More on Hegerl et al 2006 Non-Confidence Intervals

There are a few other blogs that from time to time do detailed analyses of what people are doing, not dissimilar in format to what I do. Last year, in Apr 2006 shortly after publication, I observed here that the upper and lower confidence intervals of Hegerl et al crossed over.

In Feb 2007, Tapio Schneider published a Comment in Nature observing that the confidence intervals in Hegerl et al were wrong. Hegerl published a Reply and replaced the Supplementary Information with new data (I kept the old version in case anyone wants a comparison.) James Annan recently discussed the matter , linking to my graph, acknowledging it in a business-like way. About the new Supplementary Information, he said:

There is now a file giving the reconstruction back to 1500 with new confidence intervals, which no longer vanish or swap over. This new data doesn’t match the description of their method, or the results they plotted in their Fig 1 (which is almost surely a smoothed version of the original supplementary data).

He went on to say:

Hegerl et al used a regression to estimate past temperatures anomalies as a function of proxy data, and estimated the uncertainty in reconstructed temperature as being entirely due to the uncertainty in the regression coefficient. The problem with this manifests itself most clearly when the tree ring anomaly is zero, as in this event the uncertainty in the reconstructed temperature is also zero!

Maybe UC (or Jean S who we haven’t heard from for a while) can comment on this. This comment still doesn’t seem right to me as I can’t think of why the uncertainty would be zero merely because all of the uncertainty was allocated to the regression coefficient. I still can’t get a foothold on what they’re doing here; Annan said that Tapio Schneider had been unsuccessful in getting Hegerl to document what they did in any of the calculations. I’ll write but I’m not optimistic about my chances. I’m up to about 20 emails with Crowley trying to find out how they got their Mongolia and Urals series, without any success.

Eli Rabett observed that Huang et al appeared to have done the same thing in a borehole study. In the caption, Huang refer to Bayesian methods being used, so maybe there’s a clue for someone. Whatever these folks are doing, it’s not a totally isolated incident. Who knows – one day,we might even find out how the MBH99 confidence intervals were calculated – presently one of the 21st Century Hilbert Problems in climate science.

References:
Hegerl JClim 2006 here
Hegerl Nature 2006 here
Hegerl SI here

25 Comments

  1. John Hekman
    Posted May 4, 2007 at 11:32 AM | Permalink

    if y = a + bx + e, and you want to know the variance of the estimated value, y^, that variance is not zero when you are comparing the actual time series with the fitted values and one of the fitted values is equal to the actual value. If that is what he is saying here, he’s nuts.

    You just have to look at the ANOVA. http://en.wikipedia.org/wiki/ANOVA

  2. Posted May 4, 2007 at 4:18 PM | Permalink

    Confidence intervals, regardless of method, cannot vanish or cross over. If one does end up with such confidence intervals, it is a sure sign that something is seriously wrong in the way calculations have been done. If it happened to me, I would withdraw to an isolated room, not get out until I figured out my error and I would be ashamed to tell anyone about whatever stupid mistake I made.

    However, this paper got published. Sad.

Rows of box annotation data:
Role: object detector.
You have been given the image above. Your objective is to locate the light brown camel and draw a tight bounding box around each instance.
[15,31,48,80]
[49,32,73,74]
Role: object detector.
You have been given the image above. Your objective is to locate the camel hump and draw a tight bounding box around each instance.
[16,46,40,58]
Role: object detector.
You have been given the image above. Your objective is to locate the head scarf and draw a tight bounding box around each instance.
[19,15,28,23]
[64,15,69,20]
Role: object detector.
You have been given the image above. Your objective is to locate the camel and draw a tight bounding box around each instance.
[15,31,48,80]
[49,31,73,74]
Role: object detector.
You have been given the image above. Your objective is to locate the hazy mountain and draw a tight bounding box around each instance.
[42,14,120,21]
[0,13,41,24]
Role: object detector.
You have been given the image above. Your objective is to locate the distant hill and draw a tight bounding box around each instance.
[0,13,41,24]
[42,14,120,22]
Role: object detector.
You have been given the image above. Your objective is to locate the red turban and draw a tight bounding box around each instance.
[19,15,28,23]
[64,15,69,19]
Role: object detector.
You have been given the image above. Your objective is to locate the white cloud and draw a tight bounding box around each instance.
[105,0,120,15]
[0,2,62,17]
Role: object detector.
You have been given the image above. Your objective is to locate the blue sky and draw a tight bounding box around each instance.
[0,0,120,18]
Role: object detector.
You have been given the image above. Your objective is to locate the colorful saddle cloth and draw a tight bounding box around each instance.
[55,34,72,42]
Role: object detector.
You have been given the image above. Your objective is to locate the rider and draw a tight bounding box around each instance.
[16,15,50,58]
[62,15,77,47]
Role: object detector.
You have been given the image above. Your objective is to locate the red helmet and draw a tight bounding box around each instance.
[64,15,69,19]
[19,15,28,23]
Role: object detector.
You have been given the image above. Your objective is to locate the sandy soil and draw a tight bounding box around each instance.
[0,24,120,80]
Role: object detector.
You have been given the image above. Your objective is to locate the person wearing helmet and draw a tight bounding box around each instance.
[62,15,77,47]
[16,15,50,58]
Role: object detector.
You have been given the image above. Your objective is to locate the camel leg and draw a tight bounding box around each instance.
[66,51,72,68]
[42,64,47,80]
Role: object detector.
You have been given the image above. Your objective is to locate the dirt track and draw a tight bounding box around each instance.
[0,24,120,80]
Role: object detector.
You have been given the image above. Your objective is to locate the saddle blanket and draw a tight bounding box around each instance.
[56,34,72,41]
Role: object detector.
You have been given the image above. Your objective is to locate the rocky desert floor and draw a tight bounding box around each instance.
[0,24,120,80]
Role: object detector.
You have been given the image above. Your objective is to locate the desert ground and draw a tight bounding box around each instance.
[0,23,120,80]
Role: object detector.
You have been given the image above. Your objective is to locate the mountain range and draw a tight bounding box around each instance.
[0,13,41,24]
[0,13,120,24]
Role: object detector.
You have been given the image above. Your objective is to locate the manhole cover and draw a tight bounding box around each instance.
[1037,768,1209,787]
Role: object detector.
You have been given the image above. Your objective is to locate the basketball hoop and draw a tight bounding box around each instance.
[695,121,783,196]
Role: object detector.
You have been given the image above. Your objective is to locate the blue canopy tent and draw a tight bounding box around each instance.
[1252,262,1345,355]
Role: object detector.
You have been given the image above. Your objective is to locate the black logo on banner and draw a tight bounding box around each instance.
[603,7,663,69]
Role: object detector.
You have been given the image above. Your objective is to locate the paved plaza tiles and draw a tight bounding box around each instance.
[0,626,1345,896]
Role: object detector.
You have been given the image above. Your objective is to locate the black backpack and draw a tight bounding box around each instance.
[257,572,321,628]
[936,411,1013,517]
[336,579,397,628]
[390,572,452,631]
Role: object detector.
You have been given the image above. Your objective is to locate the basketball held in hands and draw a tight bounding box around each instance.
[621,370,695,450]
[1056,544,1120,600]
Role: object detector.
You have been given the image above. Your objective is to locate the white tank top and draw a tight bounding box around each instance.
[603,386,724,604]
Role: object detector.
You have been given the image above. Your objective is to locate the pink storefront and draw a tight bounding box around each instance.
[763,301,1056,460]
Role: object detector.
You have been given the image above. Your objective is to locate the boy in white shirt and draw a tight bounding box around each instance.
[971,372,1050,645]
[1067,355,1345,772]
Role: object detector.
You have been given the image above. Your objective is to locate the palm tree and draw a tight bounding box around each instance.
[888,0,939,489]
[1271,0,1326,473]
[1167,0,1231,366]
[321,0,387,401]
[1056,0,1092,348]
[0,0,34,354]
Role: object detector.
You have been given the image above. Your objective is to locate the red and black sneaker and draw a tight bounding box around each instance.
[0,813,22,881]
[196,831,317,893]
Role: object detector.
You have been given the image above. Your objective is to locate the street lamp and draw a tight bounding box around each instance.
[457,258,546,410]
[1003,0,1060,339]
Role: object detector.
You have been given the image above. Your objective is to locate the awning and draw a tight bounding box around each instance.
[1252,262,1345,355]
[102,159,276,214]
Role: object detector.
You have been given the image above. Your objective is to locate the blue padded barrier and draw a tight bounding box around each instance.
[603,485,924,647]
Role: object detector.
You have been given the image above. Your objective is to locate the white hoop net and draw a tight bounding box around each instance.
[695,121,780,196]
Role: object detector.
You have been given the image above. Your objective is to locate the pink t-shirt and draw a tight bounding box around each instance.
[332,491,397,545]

What you have to do:
In the blog post about the Hegerl et al confidence intervals, in what month and year did Tapio Schneider publish a Comment in Nature?

Written response:
February 2007